Pictures stay out; everything else in the records below is copied exactly.

[START DATA IN THIS EXERCISE]

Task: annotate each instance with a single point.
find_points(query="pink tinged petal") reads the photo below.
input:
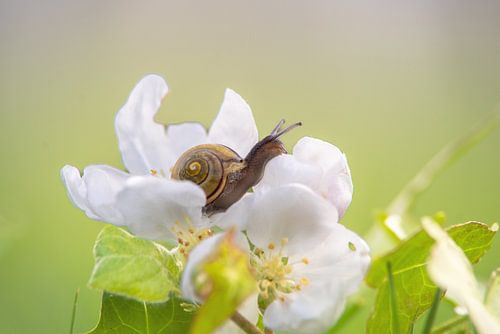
(336, 181)
(142, 141)
(181, 137)
(286, 169)
(152, 206)
(234, 126)
(293, 212)
(95, 192)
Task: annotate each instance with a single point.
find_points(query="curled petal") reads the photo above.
(336, 182)
(95, 192)
(234, 126)
(308, 312)
(181, 137)
(152, 207)
(142, 141)
(293, 213)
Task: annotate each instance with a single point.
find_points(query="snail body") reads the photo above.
(223, 175)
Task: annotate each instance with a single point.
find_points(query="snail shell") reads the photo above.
(222, 174)
(209, 166)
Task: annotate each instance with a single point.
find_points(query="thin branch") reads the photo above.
(432, 313)
(447, 326)
(245, 324)
(73, 313)
(394, 303)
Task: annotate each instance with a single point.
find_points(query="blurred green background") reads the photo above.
(389, 82)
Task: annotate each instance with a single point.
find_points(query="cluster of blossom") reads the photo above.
(305, 262)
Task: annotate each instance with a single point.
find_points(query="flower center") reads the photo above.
(274, 273)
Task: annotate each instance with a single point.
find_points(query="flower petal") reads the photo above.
(181, 137)
(293, 212)
(236, 215)
(95, 191)
(336, 181)
(234, 126)
(312, 311)
(249, 309)
(142, 141)
(342, 259)
(286, 169)
(334, 270)
(151, 206)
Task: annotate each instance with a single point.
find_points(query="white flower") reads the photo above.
(317, 164)
(450, 269)
(306, 263)
(152, 205)
(146, 200)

[END DATA IN THIS EXERCISE]

WRITTEN SOLUTION
Task: annotate each instance with a single point.
find_points(query="pink tinged petal") reads the photo below.
input:
(336, 181)
(142, 141)
(181, 137)
(286, 169)
(152, 206)
(234, 126)
(293, 212)
(95, 192)
Task: annotate each instance with a single point.
find_points(query="curled petal") reads the photo above.
(336, 182)
(95, 192)
(234, 126)
(308, 312)
(181, 137)
(152, 207)
(142, 141)
(293, 213)
Task: annotate each instance with a single point.
find_points(query="snail body") reads the photo above.
(223, 175)
Task: annotate each instance with a single point.
find_points(query="snail shell") reads the photo above.
(222, 174)
(209, 166)
Task: annotate each instance with a single point.
find_points(query="thin branch") reads the photo above.
(432, 313)
(447, 326)
(245, 324)
(73, 313)
(394, 303)
Task: annotate each instance with a single point.
find_points(query="blurred green background") reads the photo above.
(389, 82)
Task: annotate each instance with a single point.
find_points(query="cluster of blossom") reads the photo above.
(305, 262)
Task: annotate each instance with a single point.
find_points(query="flower center") reads the photo above.
(274, 273)
Task: annotate each instance with a single point.
find_points(query="flower petal") reads the photo above.
(181, 137)
(293, 212)
(236, 215)
(95, 191)
(336, 181)
(234, 126)
(312, 311)
(249, 309)
(142, 141)
(342, 259)
(286, 169)
(334, 270)
(151, 206)
Task: annotate each instance with a single point.
find_points(query="white flower") reads the photo above.
(317, 164)
(450, 269)
(306, 263)
(152, 205)
(146, 200)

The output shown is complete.